- **EXERCISE PROMPT**
Pick out and copy every line below that has the word "armrest".

- **INFORMATION GIVEN**
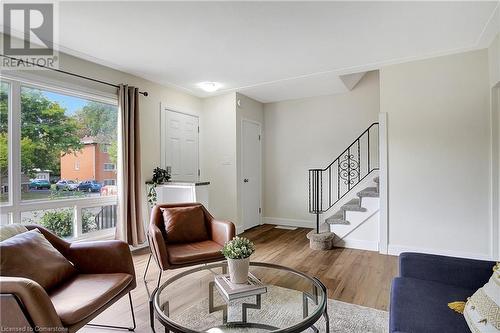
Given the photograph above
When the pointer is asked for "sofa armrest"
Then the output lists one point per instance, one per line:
(158, 246)
(101, 257)
(222, 231)
(35, 300)
(460, 272)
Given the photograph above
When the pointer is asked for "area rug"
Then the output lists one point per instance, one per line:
(281, 308)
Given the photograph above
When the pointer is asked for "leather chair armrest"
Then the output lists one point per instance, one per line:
(102, 257)
(222, 231)
(158, 246)
(35, 300)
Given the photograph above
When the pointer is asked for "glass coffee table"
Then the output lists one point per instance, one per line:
(191, 302)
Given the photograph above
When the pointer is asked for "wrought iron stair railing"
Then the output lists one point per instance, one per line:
(106, 218)
(327, 186)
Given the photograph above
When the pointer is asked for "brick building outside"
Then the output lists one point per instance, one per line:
(90, 163)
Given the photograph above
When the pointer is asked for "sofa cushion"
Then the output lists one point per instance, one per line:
(421, 306)
(10, 230)
(30, 255)
(182, 254)
(185, 224)
(482, 311)
(84, 294)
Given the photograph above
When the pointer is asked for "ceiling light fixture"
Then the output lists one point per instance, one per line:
(209, 86)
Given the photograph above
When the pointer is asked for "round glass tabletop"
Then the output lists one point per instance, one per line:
(192, 302)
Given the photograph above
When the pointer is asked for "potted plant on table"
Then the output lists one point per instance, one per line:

- **SOLUTION FOR THIS EXERCISE**
When the pointer is asked for "sofa armrest"
When the pointer is asked for "leather chair armrest"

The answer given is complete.